** What the exercise asks **
Please give back word for word the lines of the material below between the line containing "Target: dark storm cloud" and the line containing "Target: cloudy sky", inclusive.

** Supplied entries **
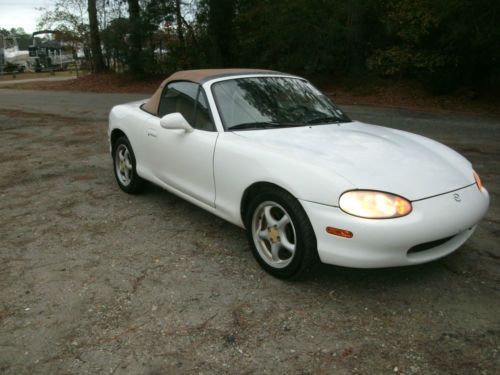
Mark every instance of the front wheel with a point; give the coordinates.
(124, 167)
(280, 234)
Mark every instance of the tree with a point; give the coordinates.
(95, 40)
(135, 32)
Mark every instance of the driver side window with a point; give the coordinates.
(188, 99)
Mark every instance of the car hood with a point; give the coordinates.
(372, 157)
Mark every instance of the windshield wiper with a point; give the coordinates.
(264, 125)
(326, 120)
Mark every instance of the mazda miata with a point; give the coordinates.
(269, 152)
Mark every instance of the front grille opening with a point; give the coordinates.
(428, 245)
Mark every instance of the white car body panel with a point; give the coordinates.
(316, 164)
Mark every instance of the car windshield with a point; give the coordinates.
(273, 102)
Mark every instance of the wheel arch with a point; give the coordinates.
(115, 135)
(254, 189)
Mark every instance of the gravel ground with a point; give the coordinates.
(95, 281)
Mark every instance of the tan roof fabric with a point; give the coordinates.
(197, 76)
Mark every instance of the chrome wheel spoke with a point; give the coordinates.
(283, 221)
(264, 234)
(274, 234)
(275, 248)
(287, 244)
(270, 220)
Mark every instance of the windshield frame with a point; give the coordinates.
(215, 101)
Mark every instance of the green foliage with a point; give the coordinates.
(441, 43)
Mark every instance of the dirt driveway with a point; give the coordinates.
(95, 281)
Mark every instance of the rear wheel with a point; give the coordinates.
(280, 234)
(124, 167)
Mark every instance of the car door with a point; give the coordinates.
(184, 160)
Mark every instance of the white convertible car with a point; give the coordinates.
(269, 152)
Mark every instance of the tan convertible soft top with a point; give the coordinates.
(198, 76)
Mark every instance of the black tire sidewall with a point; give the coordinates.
(135, 180)
(305, 238)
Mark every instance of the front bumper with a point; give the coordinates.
(436, 227)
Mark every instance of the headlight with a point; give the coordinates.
(479, 183)
(374, 204)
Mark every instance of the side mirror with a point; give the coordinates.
(175, 121)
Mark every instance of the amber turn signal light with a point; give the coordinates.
(339, 232)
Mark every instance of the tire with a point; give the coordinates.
(124, 167)
(281, 237)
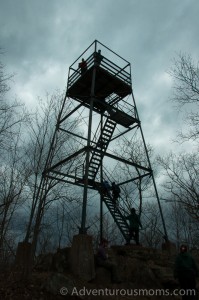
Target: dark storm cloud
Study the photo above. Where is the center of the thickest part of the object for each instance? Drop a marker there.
(42, 38)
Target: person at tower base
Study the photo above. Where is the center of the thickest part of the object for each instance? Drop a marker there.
(135, 224)
(104, 261)
(115, 193)
(186, 271)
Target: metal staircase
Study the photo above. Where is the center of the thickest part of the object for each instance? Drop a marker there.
(116, 213)
(100, 148)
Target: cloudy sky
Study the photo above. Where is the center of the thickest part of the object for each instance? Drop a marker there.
(42, 38)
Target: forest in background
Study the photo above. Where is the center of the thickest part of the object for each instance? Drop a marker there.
(52, 221)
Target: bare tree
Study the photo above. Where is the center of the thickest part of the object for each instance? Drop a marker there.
(43, 192)
(185, 73)
(12, 113)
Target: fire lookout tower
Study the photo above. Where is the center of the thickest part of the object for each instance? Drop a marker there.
(100, 89)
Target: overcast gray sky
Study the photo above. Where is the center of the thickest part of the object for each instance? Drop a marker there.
(41, 38)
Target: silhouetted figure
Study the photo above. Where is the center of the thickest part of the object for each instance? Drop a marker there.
(135, 224)
(83, 66)
(186, 271)
(115, 193)
(97, 58)
(104, 261)
(106, 188)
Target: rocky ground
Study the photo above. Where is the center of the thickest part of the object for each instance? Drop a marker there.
(143, 271)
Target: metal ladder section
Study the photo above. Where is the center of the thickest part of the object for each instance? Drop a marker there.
(117, 215)
(101, 146)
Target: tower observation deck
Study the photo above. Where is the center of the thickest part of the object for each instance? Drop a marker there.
(102, 103)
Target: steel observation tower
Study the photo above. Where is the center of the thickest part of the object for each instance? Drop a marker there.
(100, 90)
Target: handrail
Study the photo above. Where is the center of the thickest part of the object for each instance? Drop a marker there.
(107, 65)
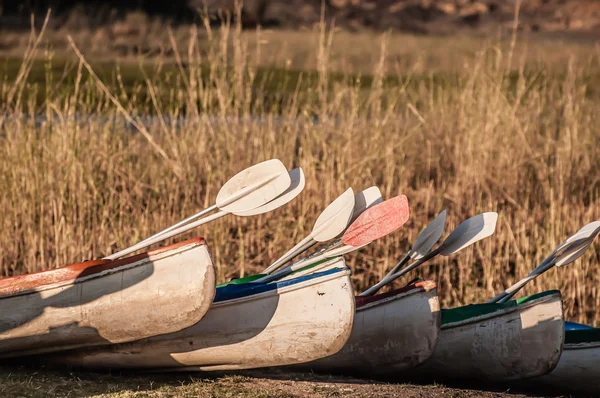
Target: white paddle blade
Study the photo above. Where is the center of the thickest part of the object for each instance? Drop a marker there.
(335, 218)
(254, 187)
(365, 199)
(576, 248)
(430, 235)
(470, 231)
(583, 233)
(298, 182)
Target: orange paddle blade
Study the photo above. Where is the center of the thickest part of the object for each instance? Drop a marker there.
(377, 221)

** Expected answer **
Target: dark storm cloud
Study the photo above. Where is the center of the thickest part of the object for each instance? Drop a marker there.
(42, 38)
Target: person at tower base
Study the photo above. Where is the center of the thickest part of the object for each instance? Drop a marker there.
(135, 224)
(104, 261)
(115, 193)
(186, 271)
Target: metal staircase
Study the photo above. Where is the center of the thickest part of the object for each instance? Drop a marker there.
(116, 213)
(100, 148)
Target: cloudy sky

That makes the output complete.